EXERCICE ÉCRIT 1: Recopiez fidèlement, dans le texte sur les montagnes de la Torah, tout ce qui va de « Sur cette montagne, des » jusqu'à « a élu résidence. ».
EXERCICE ÉCRIT 2: Prolongez le texte sur les montagnes de la Torah à partir de sa dernière phrase.

EXTRAIT ÉTUDIÉ:
Dans la Torah, nous trouvons diverses références à des montagnes qui occupent un rôle central dans notre histoire. Nous faisons connaissance avec le Har Hamoria, où Avraham Avinou a failli offrir son fils Its’hak en Korban, en sacrifice.

Sur cette montagne, des anges sont apparus à Avraham et Its’hak. Sur cette montagne, Ya’acov Avinou a ressenti la Kédoucha, la sainteté et a reçu d’immenses Brakhot. Sur cette montagne, le Beth Hamikdach, le Temple, a été construit.

Cette montagne, qui a abrité tant de sainteté, a eu sa part de tragédies. Elle a certes observé beaucoup de Kédoucha (sainteté), mais lors de la période de destruction du Temple, sa Kédoucha a été souillée et la Touma, l’impureté, y a élu résidence.

La Torah évoque le Har Haguérizim et le Har Evol, des montagnes situées à côté de Chékhem. Sur l’une d’elles, des Brakhot éternelles ont été données. Sur l’autre, des condamnations se sont fait entendre pour ceux qui ne suivent pas la Torah. Une montagne était couverte de verdure, l’autre était déserte et stérile. C’est encore le cas aujourd’hui.

Les Prophètes évoquent le sommet sur lequel Eliyahou Hanavi a affronté les prophètes du Ba’al.

Mais la montagne la plus centrale pour nous est le Har Sinaï. Petite montagne, son sommet surplombe le paysage de l’histoire juive. A Chavouot, le souvenir de la montagne est évoqué en conjurant l’image de millions d’individus campés autour de son périmètre, en proie à un effroi mêlé d’admiration. Ils avaient voyagé pendant quarante-cinq jours, suivi Moché Rabbénou par un désert torride et sableux pour y arriver.

Effectuant un périple qui commença à la Création, la nation se dirigea vers son destin. Béréchit : Bichvil Hatorah Chénikra Réchit : pour la Torah que l’on appelle Réchit (commencement).

ENREGISTREMENTS:
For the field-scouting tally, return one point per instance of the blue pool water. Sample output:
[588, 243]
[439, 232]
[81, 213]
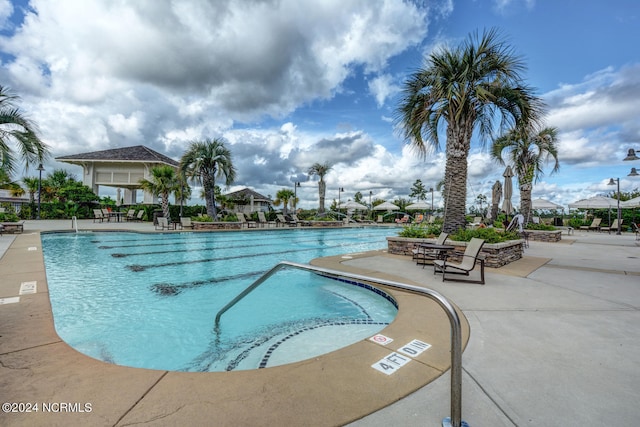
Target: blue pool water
[150, 300]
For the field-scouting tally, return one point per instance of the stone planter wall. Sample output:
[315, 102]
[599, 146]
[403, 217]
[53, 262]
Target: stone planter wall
[545, 236]
[496, 254]
[216, 225]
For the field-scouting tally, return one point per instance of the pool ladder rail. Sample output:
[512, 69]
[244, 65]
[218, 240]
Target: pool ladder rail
[455, 420]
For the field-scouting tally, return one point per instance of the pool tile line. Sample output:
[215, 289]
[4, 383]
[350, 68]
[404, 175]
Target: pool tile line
[138, 267]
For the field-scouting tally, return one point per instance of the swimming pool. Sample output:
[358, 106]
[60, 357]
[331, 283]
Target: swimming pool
[149, 300]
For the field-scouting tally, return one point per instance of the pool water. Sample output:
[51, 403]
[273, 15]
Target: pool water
[150, 300]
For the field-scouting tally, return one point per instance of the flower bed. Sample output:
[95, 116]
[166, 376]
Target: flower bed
[496, 254]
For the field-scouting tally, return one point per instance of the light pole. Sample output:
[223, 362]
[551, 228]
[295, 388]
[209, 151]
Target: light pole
[631, 155]
[613, 182]
[431, 190]
[40, 169]
[295, 196]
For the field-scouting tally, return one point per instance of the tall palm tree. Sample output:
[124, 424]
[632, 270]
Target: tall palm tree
[284, 196]
[163, 182]
[31, 183]
[464, 88]
[16, 127]
[527, 151]
[183, 192]
[320, 169]
[205, 161]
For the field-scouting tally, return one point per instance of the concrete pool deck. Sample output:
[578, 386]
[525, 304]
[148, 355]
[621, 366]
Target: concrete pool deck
[554, 341]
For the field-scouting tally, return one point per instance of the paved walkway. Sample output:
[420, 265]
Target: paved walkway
[554, 338]
[557, 346]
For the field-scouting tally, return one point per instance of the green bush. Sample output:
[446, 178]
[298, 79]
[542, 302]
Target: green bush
[421, 231]
[203, 218]
[540, 226]
[489, 235]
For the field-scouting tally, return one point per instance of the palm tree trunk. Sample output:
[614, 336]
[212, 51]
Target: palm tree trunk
[209, 185]
[456, 177]
[165, 206]
[322, 189]
[525, 202]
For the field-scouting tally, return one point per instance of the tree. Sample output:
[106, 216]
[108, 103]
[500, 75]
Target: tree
[358, 198]
[32, 187]
[320, 169]
[464, 88]
[163, 182]
[284, 196]
[205, 161]
[419, 191]
[16, 127]
[527, 151]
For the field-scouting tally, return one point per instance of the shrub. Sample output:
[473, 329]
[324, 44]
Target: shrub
[8, 217]
[489, 235]
[540, 226]
[203, 218]
[421, 231]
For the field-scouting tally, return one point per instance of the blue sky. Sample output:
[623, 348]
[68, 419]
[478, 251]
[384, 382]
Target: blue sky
[291, 83]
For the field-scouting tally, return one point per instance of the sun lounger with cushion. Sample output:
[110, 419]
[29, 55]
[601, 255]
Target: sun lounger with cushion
[469, 259]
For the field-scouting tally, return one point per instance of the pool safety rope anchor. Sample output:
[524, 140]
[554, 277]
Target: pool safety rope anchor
[455, 420]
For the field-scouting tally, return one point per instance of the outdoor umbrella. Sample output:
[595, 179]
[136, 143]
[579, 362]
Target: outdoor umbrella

RÉPONSE 1:
Sur cette montagne, des anges sont apparus à Avraham et Its’hak. Sur cette montagne, Ya’acov Avinou a ressenti la Kédoucha, la sainteté et a reçu d’immenses Brakhot. Sur cette montagne, le Beth Hamikdach, le Temple, a été construit.

Cette montagne, qui a abrité tant de sainteté, a eu sa part de tragédies. Elle a certes observé beaucoup de Kédoucha (sainteté), mais lors de la période de destruction du Temple, sa Kédoucha a été souillée et la Touma, l’impureté, y a élu résidence.

RÉPONSE 2:
Il y a eu des éclairs et du tonnerre. Le son du Chofar a retenti, devenant de plus en plus fort. La fumée s’est élevée à partir de la montagne, située sous un nuage épais. La voix divine a résonné dans tout l’univers, faisant trembler les fondations de la terre. Les enfants d’Israël étaient craintifs. Ils observèrent alors leur dirigeant gravir la montagne et disparaître dans les nuages.

En étudiant le récit de Moché Rabbénou sur le Mont Sinaï, nous reconnaissons que pour accéder à la sainteté suprême, nous devons souvent avancer dans le brouillard. Nous devons nous évertuer à persévérer et ne pas freiner lorsque nous sommes enveloppés par l’obscurité.

En présence de Kédoucha, la Touma cherche à s’infiltrer pour la détruire. Plus nous construisons et nous nous développons, plus les forces de la Touma cherchent à entrer et à distiller leur poison.

Au fil du temps, des individus à la recherche d’inspiration ont aspiré à s’élever et à se purifier, afin de ne pas être plombés par le brouillard, la fumée et les bruits fracassants qui les entouraient. Ils se sont courageusement engagés vers la Kédoucha.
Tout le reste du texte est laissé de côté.